COMPLETE THE FOLLOWING
1/ From the interview on optimum health, list every measurement that the fitness test is said to take.
2/ Carry the interview on optimum health forward from its final question.

PASSAGE TO READ
^^^^^^^^^^^^^^^^

Colgan Chronicles Interview




CC: Cory, you are known throughout Canada for your expertise in the matter of diet, exercise and nutritional strategies to attain both peak physical as well as mental performance. Simply put, what are the key components to optimum health?

CH: To achieve optimum health, one must first recognize what it is. I encourage people to compare themselves to performance and health standards set by natural athletes, which exemplify much better standards to live by than national averages. Begin with a fitness test, which measure’s your heart rate, blood pressure, body composition, muscle strength, muscle endurance, flexibility and vital capacity. In addition to an annual fitness assessment, I also recommend a comprehensive review of diet and lifestyle, certain blood tests, a hair analysis and a chiropractic assessment.

Optimum health is much more than just the absence of disease. It is also the presence of excellent function and implies a high natural resistance against infection, disease and degeneration. True health denotes a persona of energy and enthusiasm. It allows us to adapt to change and stress without significant damage and can be measured by our ability to perform well in all areas of life. Optimum health provides us with the insight necessary to define our goals and the motivation required to achieve them. It also means we are unimpeded by limitations created by self-imposed negative thinking or poor lifestyle choices.

There are ten fundamental prerequisites, which I acknowledge as essential to the process of achieving optimum health, keeping in mind that success lies within the journey, not the destination. Described as my Recipe For Health, they include clean air, pure water, fresh juice, whole foods, natural light, physical exercise, personal hygiene, periodic cleansing, adequate rest and sleep and nutritional supplements.

CC: As a major influence on athletic performance, you have developed a model or foundation of nourishment which is based on the consumption of both dietary supplements and whole foods. Would you elaborate please?

^^^^^^^^^^^^^^^^

Dataset records
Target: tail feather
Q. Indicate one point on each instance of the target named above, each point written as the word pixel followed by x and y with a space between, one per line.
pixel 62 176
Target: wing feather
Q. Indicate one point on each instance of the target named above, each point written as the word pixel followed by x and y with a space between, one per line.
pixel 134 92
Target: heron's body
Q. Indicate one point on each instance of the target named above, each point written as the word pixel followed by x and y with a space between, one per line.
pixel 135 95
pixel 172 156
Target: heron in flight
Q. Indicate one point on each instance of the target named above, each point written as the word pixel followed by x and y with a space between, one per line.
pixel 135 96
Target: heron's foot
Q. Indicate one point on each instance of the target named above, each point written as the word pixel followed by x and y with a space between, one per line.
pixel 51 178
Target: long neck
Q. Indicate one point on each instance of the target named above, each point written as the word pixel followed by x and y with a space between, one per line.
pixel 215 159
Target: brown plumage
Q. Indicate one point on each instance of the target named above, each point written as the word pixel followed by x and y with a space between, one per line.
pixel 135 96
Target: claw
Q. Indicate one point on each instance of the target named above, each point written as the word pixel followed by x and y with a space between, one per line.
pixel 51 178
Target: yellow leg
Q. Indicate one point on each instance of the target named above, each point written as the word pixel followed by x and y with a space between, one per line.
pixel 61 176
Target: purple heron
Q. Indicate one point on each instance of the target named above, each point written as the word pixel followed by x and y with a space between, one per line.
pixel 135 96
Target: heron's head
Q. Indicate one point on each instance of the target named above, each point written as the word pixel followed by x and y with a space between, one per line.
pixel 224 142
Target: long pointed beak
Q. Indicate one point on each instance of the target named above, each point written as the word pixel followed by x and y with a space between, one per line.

^^^^^^^^^^^^^^^^

RESULTS BY TASK
1/ heart rate, blood pressure, body composition, muscle strength, muscle endurance, flexibility, vital capacity

2/
CH: I fashioned The Athlete's Food Pyramid to serve as a nutrition guideline for both performance and health with one important distinction. Health is first and foremost. By improving all aspects of health, you automatically improve performance, but you can enhance performance at the expense of health. This is antithetic to my philosophy and contradicts the ethics of both functional medicine and sport.

The Athlete’s Food Pyramid is comprised of filtered water, fresh juice, organic vegetables, organic fruits, cultured dairy products (preferably non-pasteurized), low-fat wild tissue proteins, whole grain starches and non-refined fresh live oils. Unlike other pyramids or food guides, it also includes dietary supplements as a foundation. My detailed analysis of thousands of diets and my own athletic experience has convinced me that optimum quantities of micronutrients cannot be achieved through food alone. In twenty years I have yet to find anyone who meets even the DRI (Dietary Reference Intake) standards of every single essential nutrient.

Current worldwide research on athletic performance provides an overwhelming degree of evidence in favor of multiple antioxidant support and the use of high-quality precision food supplements, such as ion-exchanged whey protein or creatine monohydrate. For best results, a traditional evolutionary based diet should be combined with the sophistication and science of engineered supplements.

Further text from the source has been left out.